Copy the lines below word for word, starting at the line containing "If you could drop a marker on the eyeglasses, one" and ending at the last line.
+ + + +
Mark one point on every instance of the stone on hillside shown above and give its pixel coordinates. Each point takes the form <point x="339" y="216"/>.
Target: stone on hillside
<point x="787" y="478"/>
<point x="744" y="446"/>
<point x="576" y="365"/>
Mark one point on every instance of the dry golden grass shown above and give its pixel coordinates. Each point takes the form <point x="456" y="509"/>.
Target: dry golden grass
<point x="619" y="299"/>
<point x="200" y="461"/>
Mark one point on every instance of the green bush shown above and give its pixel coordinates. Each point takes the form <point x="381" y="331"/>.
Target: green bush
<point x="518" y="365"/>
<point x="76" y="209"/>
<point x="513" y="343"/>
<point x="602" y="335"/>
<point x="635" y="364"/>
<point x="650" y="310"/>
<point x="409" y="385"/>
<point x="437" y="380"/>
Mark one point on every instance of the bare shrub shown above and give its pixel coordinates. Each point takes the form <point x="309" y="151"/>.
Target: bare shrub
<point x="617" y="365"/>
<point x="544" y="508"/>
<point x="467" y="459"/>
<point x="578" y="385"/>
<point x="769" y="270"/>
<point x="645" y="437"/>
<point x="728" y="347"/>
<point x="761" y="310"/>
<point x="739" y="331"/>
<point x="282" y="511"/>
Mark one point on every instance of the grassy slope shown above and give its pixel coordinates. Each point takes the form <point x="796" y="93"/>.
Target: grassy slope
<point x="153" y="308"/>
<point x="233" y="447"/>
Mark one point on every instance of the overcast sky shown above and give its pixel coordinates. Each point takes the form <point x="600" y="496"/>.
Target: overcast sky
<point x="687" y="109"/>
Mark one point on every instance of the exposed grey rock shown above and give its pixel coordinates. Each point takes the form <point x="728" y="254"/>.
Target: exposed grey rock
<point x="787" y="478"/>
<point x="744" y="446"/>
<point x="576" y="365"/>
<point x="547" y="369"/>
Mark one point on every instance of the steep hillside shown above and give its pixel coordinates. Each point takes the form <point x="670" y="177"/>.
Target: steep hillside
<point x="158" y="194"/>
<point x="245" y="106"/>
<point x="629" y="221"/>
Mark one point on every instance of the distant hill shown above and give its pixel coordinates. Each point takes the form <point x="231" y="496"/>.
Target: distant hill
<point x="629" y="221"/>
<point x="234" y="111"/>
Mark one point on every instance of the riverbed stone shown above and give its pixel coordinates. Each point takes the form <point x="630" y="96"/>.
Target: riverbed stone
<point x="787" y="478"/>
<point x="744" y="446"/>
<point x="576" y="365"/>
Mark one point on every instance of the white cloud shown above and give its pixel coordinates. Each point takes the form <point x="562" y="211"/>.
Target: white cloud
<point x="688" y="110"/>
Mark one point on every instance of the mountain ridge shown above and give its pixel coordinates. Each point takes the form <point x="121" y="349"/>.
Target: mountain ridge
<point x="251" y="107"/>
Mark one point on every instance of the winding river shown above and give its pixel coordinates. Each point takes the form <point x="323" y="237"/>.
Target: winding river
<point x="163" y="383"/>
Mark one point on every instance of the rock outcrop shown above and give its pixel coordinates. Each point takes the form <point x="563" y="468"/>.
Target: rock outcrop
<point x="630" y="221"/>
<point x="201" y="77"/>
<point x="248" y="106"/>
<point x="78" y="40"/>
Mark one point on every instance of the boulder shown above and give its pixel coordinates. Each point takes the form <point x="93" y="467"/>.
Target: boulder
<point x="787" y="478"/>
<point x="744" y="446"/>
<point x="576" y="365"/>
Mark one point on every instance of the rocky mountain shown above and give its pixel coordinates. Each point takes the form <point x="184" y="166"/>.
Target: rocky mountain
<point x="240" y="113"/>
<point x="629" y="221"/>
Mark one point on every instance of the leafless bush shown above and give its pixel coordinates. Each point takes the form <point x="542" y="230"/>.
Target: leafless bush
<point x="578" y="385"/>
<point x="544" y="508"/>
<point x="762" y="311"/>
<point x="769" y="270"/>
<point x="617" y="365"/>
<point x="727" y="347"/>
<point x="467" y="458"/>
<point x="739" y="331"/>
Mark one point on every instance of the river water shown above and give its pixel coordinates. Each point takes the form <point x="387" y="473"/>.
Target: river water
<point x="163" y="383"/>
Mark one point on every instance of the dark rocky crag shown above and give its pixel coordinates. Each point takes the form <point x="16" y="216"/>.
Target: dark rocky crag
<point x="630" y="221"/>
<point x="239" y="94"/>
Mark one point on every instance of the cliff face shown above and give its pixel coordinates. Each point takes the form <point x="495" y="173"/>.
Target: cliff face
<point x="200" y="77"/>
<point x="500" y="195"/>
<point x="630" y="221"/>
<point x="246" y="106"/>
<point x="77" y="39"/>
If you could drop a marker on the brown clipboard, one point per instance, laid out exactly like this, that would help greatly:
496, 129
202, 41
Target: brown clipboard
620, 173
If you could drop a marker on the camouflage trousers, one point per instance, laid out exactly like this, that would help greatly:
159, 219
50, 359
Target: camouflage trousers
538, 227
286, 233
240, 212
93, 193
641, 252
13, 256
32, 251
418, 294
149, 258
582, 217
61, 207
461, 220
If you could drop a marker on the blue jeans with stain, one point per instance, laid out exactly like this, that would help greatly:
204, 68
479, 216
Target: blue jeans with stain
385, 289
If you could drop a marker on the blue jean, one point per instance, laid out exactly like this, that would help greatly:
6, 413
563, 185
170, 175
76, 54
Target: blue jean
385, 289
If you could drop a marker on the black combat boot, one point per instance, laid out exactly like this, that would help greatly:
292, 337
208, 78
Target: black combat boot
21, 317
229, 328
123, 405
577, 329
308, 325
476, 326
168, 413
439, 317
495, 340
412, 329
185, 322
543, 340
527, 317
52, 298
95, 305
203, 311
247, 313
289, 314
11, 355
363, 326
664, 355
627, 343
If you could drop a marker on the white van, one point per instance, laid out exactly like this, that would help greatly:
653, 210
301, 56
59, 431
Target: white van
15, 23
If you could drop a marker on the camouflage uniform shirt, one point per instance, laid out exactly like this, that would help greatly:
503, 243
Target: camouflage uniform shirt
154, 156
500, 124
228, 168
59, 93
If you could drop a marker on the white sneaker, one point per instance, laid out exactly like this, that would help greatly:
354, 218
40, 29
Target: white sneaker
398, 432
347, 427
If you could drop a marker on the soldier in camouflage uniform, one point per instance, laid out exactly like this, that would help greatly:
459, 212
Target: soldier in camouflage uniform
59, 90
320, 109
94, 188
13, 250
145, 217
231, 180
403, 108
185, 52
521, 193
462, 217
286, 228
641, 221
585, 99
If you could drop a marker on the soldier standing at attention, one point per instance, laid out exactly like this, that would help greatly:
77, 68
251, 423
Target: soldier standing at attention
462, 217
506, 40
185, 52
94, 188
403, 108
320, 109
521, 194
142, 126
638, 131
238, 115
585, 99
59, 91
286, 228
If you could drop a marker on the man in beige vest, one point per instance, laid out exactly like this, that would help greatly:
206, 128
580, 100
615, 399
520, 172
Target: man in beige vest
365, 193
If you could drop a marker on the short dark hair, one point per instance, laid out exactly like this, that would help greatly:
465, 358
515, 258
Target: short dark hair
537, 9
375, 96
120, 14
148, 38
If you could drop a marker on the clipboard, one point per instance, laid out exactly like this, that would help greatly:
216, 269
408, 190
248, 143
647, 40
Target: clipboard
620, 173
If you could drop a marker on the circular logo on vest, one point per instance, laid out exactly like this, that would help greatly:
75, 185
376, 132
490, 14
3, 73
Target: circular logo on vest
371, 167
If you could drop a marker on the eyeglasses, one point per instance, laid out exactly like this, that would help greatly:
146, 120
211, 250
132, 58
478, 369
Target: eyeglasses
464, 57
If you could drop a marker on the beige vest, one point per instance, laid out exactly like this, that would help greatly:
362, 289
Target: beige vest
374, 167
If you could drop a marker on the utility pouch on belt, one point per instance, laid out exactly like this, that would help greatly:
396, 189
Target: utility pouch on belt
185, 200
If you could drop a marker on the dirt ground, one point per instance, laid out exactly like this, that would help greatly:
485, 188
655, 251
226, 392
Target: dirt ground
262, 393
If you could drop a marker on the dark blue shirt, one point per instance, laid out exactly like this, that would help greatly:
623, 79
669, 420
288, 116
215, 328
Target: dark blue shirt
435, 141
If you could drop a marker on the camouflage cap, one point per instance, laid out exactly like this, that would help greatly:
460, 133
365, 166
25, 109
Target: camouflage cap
+ + + +
COMPLETED EXERCISE
If you could drop a marker on the eyeglasses, one point per instance, laid out exactly like this, that would help greatly:
146, 120
211, 250
132, 58
478, 369
Target: eyeglasses
464, 57
If you could drop a marker on the beige vest, one point per instance, laid out exactly like this, that would help greatly:
362, 289
Target: beige vest
374, 167
If you could drop a marker on the utility pouch on belt, one point per instance, laid out exactly like this, that would help greatly:
396, 189
Target: utility pouch on belt
185, 200
If you could drop a marker on the dirt ground, one point per instance, laid out exactly like this, that would help greatly:
485, 188
655, 251
226, 392
Target: dirt ground
262, 393
If you could drop a marker on the dark blue shirt, one point per instance, laid out exactly like this, that would help greatly:
623, 79
669, 420
288, 116
215, 328
Target: dark blue shirt
435, 141
If you could drop a marker on the camouflage cap, one point per instance, laid out exactly like this, that would help greatly:
460, 133
365, 166
25, 109
Target: camouflage cap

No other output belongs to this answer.